» **What is expected**
Repeat the lines below, changing each "keypoint" to "marker" and leaving everything else untouched.

» **Data extract**
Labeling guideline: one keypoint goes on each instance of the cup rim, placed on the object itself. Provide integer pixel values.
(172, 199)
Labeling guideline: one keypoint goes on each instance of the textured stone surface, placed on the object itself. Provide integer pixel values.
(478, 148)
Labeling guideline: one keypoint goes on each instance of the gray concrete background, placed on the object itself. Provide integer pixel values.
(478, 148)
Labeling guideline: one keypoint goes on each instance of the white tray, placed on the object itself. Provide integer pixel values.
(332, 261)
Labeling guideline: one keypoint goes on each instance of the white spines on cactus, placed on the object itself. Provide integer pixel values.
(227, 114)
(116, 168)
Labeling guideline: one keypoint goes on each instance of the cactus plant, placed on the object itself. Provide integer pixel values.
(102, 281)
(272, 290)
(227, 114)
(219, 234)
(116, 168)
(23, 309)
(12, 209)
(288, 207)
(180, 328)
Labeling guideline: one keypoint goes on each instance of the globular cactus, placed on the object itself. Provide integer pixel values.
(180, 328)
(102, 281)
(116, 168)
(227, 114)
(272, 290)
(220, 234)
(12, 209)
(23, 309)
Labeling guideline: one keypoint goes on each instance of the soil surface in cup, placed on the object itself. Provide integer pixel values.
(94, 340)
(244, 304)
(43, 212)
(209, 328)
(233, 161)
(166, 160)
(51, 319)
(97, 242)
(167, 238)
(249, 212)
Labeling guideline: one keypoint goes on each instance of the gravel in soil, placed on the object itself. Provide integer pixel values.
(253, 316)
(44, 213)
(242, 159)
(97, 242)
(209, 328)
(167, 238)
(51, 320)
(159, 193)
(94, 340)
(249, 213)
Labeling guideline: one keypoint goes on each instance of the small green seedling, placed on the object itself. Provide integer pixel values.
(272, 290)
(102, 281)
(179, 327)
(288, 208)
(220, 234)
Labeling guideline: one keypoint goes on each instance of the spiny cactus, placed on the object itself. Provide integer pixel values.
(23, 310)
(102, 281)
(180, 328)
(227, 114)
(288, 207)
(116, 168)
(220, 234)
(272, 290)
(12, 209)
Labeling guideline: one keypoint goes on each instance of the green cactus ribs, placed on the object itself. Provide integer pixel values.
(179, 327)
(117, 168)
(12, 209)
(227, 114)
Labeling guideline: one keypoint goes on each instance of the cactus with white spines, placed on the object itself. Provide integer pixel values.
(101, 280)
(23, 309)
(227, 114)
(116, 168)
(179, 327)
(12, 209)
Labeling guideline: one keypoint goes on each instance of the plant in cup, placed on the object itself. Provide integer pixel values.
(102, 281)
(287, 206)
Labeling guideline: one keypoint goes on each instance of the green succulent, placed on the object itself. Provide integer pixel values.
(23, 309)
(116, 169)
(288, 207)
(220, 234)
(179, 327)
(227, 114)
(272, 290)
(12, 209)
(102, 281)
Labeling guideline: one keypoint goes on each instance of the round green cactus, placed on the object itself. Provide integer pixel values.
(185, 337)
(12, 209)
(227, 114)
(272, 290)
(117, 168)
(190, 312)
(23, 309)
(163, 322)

» **Result below**
Labeling guideline: one marker goes on each instance of the cup rim, placed on the object itself. Provide integer pixel values.
(172, 199)
Labeling guideline: one marker goes on each instance of the textured stone surface, placed on the object itself. Provide integer pixel values.
(478, 148)
Labeling guideline: one marker goes on each instance of the gray concrete background, placed on the object itself. Provide integer pixel values.
(478, 148)
Labeling guideline: one marker goes on each instance of the white tray, placed on the object itself. Provide integer pixel values.
(332, 261)
Labeling guideline: one marker goes on each instance of the white spines on cactus, placed on the object itself. Provide integer pixel values.
(227, 114)
(116, 168)
Labeling guideline: one marker goes on each instance of the cactus plant, placed on the object itself. Provide integer pixel values.
(102, 281)
(272, 290)
(227, 114)
(219, 234)
(116, 168)
(23, 309)
(12, 209)
(288, 207)
(180, 328)
Labeling guideline: one marker goes on each instance of the globular cactus, placed on the object itself. Provide integer pixel values.
(180, 328)
(102, 281)
(116, 168)
(227, 114)
(272, 290)
(220, 234)
(12, 209)
(23, 309)
Labeling guideline: one marker goes on each instance of the soil surface in cup, placed on the object itself. Provide integer pixel values.
(94, 340)
(244, 304)
(43, 212)
(209, 328)
(233, 161)
(166, 160)
(51, 319)
(97, 242)
(167, 238)
(249, 212)
Labeling guideline: one marker goes on each instance of the gravel in soil, placed on the object itself. Provide integer pixel values.
(253, 316)
(44, 213)
(242, 159)
(97, 242)
(209, 328)
(167, 238)
(51, 320)
(159, 193)
(94, 340)
(249, 213)
Labeling guideline: one marker goes on each instance of the small green seedling, placed on the object itself. Provide integer pixel values.
(272, 290)
(102, 281)
(179, 327)
(288, 208)
(220, 234)
Labeling guideline: one marker goes on each instance of the spiny cactus, placed on the object itself. Provide integer pixel values.
(23, 310)
(102, 281)
(180, 328)
(227, 114)
(288, 207)
(116, 168)
(220, 234)
(272, 290)
(12, 209)
Labeling guideline: one marker goes on each instance of the green cactus ribs, placed on the object itself. Provide integer pixel values.
(179, 327)
(117, 168)
(12, 209)
(227, 114)
Labeling guideline: one marker goes on each instance of the cactus with white spines, placed on the object itself. Provide integer pixel values.
(101, 280)
(23, 309)
(227, 114)
(116, 168)
(179, 327)
(12, 209)
Labeling guideline: one marker goes on each instance of the plant in cup, placed on the object itself. Provide integer pixel values.
(102, 281)
(287, 206)
Labeling guideline: one marker goes on each instance of the green succulent, placed on the object itself. Provide integer pixel values.
(23, 309)
(116, 169)
(288, 207)
(220, 234)
(179, 327)
(227, 114)
(272, 290)
(12, 209)
(102, 281)
Labeling guideline: one marker goes on each instance of the round green cactus, placed on the object itself. Provide integer pixel values.
(185, 337)
(12, 209)
(227, 114)
(272, 290)
(117, 168)
(190, 312)
(23, 309)
(163, 322)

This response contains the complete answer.